• [AIM 1]
Name each fighter mentioned in the forum thread on Maia and MacDonald, one per line.
• [AIM 2]
Reproduce the part of the forum thread on Maia and MacDonald that opens with the words containing "That's the reason" and closes with "more technical fighter.".

╭─ SELECTED EXTRACT

That's what I've been thinking. Maia rag dolled Fitch and Story but I think Rory is much stronger than either of them and his defensive wrestling is superior as well. Neither Fitch nor Story have shown the ability to deal with being pressured constantly. Rory hasn't really either but his footwork is better so I don't know if Maia will be able to rush into the clinch the same way. 

Sent from Verticalsports.com Free App


----------



## Sportsman 2.0 (Jul 10, 2012)

rebonecrusher said:


> I feel MacDonald is the stronger of the two and will be able to dictate more of where the fight takes places...


Who is stronger between Rory Mac and Gabriel Gonzaga?






War Maia.


----------



## Life B Ez (Jan 23, 2010)

MMA-Sportsman said:


> Who is stronger between Rory Mac and Gabriel Gonzaga?
> 
> 
> 
> ...


I'm confused by what this is proving. Maia at a higher weight, in a gi repeatedly pulled guard on a guy in a sport where you cannot strike and the object is to grapple. I also never at any point seen Maia just out muscle Gonzaga. It's not like Gonzaga had the option of just standing up or not engaging he has no way of winning that way. 

If you think Maia can clinch Rory and drag him to the floor then okay, no argument but that video doesn't have anything to do with Rory being stronger than guys Maia fought in the same sport. I also included footwork being better.

Sent from Verticalsports.com Free App


----------



## Sportsman 2.0 (Jul 10, 2012)

*I quoted about strength. I posted about strength.*



Life B Ez said:


> I'm confused by what this is proving. Maia at a higher weight, in a gi repeatedly pulled guard on a guy in a sport where you cannot strike and the object is to grapple. *I also never at any point seen Maia just out muscle Gonzaga*. It's not like Gonzaga had the option of just standing up or not engaging he has no way of winning that way.
> 
> If you think Maia can clinch Rory and drag him to the floor then okay, no argument but that video doesn't have anything to do with Rory being stronger than guys Maia fought in the same sport. *I also included footwork being better.*


You never saw Maia out muscle Gonzaga? Exactly. How could he anyway, right? That's exactly my point. How come you didn't get it, then?

My quote and my post were very clear addressing the mentioned strength advantage in favor of Rory.
Now, where will someone's strength be more of use? In a grappling match or in a striking match? What does strength has to do with *footwork* and where did I say that? 
That's the reason the grappling video was used and even Maia being heavier and Gonzaga lighter, the difference in strength is still way bigger than from Rory/Maia. Maia won being the more technical fighter.

Rory stronger than fighters Maia fought in the same sport? May be you mean this particular category, WW? Rory can defeat Maia if he keeps the fight standing or if he shows good defensive *technique* in the grappling department. Strength always play a role, but Maia has fought much stronger athletes than Rory Mac and I don't see difference in strength being the major issue in a WW fight for him. That's what I mean, again.

╰─
╭─ EXTRACTED ENTRIES

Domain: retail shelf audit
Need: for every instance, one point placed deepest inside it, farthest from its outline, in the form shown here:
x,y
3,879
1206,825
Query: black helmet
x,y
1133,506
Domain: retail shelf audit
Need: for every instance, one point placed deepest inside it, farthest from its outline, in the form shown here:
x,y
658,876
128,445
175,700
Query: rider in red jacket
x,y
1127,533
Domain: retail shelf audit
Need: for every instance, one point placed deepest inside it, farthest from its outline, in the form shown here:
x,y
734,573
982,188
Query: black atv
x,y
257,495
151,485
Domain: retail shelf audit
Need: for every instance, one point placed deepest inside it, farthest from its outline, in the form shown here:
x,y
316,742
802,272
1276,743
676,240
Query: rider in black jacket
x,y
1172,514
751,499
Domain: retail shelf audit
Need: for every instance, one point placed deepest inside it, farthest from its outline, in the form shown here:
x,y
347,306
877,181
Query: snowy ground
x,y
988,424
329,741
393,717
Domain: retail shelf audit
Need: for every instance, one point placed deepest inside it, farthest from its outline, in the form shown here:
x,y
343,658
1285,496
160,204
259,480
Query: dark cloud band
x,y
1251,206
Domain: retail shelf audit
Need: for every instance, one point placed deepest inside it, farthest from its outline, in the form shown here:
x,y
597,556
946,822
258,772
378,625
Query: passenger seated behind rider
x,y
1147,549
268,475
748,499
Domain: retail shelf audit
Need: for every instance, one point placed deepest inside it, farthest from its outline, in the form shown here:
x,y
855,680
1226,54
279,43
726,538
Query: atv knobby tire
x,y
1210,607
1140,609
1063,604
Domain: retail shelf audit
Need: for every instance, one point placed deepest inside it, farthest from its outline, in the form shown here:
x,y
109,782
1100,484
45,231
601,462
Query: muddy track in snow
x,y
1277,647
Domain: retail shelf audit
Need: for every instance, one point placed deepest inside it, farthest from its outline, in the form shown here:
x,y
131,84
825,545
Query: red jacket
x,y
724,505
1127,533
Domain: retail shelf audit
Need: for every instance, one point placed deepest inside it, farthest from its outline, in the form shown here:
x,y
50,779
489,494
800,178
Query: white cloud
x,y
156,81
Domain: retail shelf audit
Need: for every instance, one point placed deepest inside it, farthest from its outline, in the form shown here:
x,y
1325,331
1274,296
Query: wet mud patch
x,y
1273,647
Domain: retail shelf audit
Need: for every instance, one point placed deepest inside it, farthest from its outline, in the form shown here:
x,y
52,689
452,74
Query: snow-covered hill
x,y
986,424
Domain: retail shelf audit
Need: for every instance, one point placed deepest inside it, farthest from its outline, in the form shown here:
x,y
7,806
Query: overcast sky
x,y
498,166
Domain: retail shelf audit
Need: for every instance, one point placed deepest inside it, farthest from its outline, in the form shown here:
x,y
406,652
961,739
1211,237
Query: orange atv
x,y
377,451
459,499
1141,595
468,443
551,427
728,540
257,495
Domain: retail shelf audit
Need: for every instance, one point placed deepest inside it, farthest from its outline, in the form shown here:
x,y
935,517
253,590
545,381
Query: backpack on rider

╰─

• [RESULT 1]
Maia
Fitch
Story
Rory MacDonald (also called Rory, MacDonald and Rory Mac)
Gabriel Gonzaga

• [RESULT 2]
That's the reason the grappling video was used and even Maia being heavier and Gonzaga lighter, the difference in strength is still way bigger than from Rory/Maia. Maia won being the more technical fighter.